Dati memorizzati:

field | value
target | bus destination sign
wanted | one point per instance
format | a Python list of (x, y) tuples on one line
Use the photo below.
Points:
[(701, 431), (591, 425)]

_Consegna esercizio:_ Puoi trasformare le righe di tutte le voci in una lista JSON di stringhe, una stringa per riga e senza le righe vuote?

_Risultato esercizio:_
[
  "field | value",
  "target | bus destination sign",
  "wanted | one point per instance",
  "format | a Python list of (x, y) tuples on one line",
  "Use the photo below.",
  "Points:",
  "[(701, 431), (591, 425)]"
]